» **DESCRIPTION OF THE TASK**: Replace every "instance" in the records below with "occurrence", and write the records out again with nothing else altered.

★ ★ ★ ★

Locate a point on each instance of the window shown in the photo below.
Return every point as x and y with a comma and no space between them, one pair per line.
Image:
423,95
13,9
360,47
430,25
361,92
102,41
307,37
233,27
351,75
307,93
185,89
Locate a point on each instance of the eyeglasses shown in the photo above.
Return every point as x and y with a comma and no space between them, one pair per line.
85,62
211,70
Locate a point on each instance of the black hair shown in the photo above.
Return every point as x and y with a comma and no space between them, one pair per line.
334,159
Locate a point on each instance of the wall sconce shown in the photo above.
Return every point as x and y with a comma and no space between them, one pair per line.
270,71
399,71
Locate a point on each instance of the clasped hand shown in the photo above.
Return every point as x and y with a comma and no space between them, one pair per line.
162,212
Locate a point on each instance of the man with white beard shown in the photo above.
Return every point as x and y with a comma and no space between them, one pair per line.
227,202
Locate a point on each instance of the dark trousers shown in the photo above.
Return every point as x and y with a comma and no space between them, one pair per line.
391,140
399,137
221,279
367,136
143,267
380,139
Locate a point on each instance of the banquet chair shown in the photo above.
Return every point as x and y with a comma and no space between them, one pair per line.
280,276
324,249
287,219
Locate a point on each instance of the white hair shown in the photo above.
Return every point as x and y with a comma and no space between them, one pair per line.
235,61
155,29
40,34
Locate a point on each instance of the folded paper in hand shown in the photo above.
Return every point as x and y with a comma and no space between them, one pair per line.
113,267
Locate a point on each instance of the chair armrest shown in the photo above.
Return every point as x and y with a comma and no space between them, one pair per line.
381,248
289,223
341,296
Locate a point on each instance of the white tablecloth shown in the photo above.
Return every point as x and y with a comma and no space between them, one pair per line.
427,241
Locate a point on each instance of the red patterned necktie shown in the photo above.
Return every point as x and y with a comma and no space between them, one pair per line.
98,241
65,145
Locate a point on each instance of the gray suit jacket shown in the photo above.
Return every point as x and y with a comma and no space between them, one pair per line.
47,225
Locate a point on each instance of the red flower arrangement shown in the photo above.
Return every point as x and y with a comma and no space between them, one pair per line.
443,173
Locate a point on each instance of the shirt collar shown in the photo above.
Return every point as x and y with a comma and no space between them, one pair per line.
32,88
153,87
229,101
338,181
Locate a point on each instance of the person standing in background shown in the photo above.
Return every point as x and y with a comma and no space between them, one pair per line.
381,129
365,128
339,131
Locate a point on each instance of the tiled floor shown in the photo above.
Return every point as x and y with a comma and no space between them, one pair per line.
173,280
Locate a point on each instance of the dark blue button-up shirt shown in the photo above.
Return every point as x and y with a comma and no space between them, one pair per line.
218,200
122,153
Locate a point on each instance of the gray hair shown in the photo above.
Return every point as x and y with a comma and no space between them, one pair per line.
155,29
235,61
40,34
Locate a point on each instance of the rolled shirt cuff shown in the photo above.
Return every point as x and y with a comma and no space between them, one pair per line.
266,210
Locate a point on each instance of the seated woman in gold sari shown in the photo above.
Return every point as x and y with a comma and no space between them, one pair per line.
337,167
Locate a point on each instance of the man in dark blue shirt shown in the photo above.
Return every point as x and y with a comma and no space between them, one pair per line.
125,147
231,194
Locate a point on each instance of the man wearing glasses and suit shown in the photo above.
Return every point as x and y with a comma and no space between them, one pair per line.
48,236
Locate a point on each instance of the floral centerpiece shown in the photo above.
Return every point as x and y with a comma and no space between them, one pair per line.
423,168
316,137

★ ★ ★ ★

» **ANSWER IN FULL**:
Locate a point on each occurrence of the window shown in the photo below.
Return every point as x and y with a comma and no space between them, one pair per line.
Image:
423,95
13,9
360,47
430,25
361,92
102,41
307,37
233,27
351,75
307,93
185,89
Locate a point on each occurrence of the eyeglasses shown in the photo above.
Return every point as x and y with a comma and no space between them, one pair per line.
85,62
211,70
Locate a point on each occurrence of the black hair shown in the photo above.
Return every point as x and y with a comma and no space between them, one pair per line.
334,159
Locate a point on each occurrence of the wall sconce shown in the photo above.
Return every point as x and y with a comma and no space between them, one pair per line.
270,71
399,71
Locate a point on each occurrence of the clasped hand shown in the photo above.
Return every point as x and y with a comma and no space between them, one pair per line.
162,212
Locate a point on each occurrence of the man with white beard shown in the photo above.
Return every point as x and y with a comma and no space between them, one pair per line.
227,202
Locate a point on each occurrence of the dark trousers shown in the photo above.
Return every point as x and y with a comma and no space between them, one pair per line.
391,140
399,137
221,279
367,136
143,267
380,139
Locate a point on each occurrence of the banquet chair shown in the photo above.
Return every point as x and y with a comma and no space between them, one pair per line.
280,276
324,249
287,219
Locate a point on each occurrence of the white hair shown in the photo above.
Return every point as x and y with a comma and no space between them, one pair per line.
235,61
155,29
40,34
Locate a point on each occurrence of the folded paper in hand shown in the photo above.
Return every point as x and y with a comma and no space between them, one pair per line.
113,267
Locate a point on each occurrence of the chair armrest shown in the photo above.
Return every point as x and y with a comma and no space between them, one pair per line.
381,248
289,223
341,296
Locate a point on each occurrence of the white tablecloth shown in the photo above.
Return every point as x and y with a comma and no space between them, one pair per line.
427,241
Locate a point on each occurrence of the red patterned necktie shown in the photo above.
Return every point as x and y with a comma and no space between them, one pair per line.
98,241
65,145
Locate a point on each occurrence of the gray suit jacket shown in the photo above.
Return every point as x and y with a comma and no space between them, one pair per line.
47,225
Locate a point on each occurrence of the red flower arrangement shown in the photo above.
Return every point as x and y with a comma and no space between them, one pair per line.
443,173
Locate a point on each occurrence of the shirt collar shown in the photo above.
Return every point as x and y with a comma and no space between them, one pair per line.
32,88
153,87
229,101
338,181
Locate a point on each occurrence of the person standing in background shown in the photo above.
Return every point as x and y with a comma and no space between them, one pair per line.
381,129
365,128
339,131
Locate a point on each occurrence of the tiled floor shown in the photo above.
Return every point as x and y with a comma and no space between them, one pair per line.
173,280
Locate a point on each occurrence of the dark blue button-up shirt shown in the photo above.
Return every point as x and y with a comma and no space between them, one pair per line.
218,200
122,153
Locate a point on each occurrence of the gray hair shown in the photo above.
Return every point as x and y with a comma and no space between them, one pair per line.
155,29
235,61
40,34
Locate a point on each occurrence of the rolled shirt cuff shown in the photo above.
Return every point as x and y with a comma and no space between them, one pair per line.
266,210
Locate a point on each occurrence of the seated woman in gold sari shown in the photo above.
Return every point as x and y with a comma and no space between them, one pair per line.
337,167
Locate a point on each occurrence of the man in dark blue shirt shown in the photo above.
Return every point as x and y with a comma and no space between them, one pair per line.
125,147
231,194
Locate a point on each occurrence of the man wearing glasses and suit shown in the photo above.
Return every point as x and y with a comma and no space between them, one pair per line.
48,236
Locate a point on each occurrence of the floral centerpiece shown in the photo above.
Return every point as x and y with a comma and no space between them, one pair per line.
423,168
316,137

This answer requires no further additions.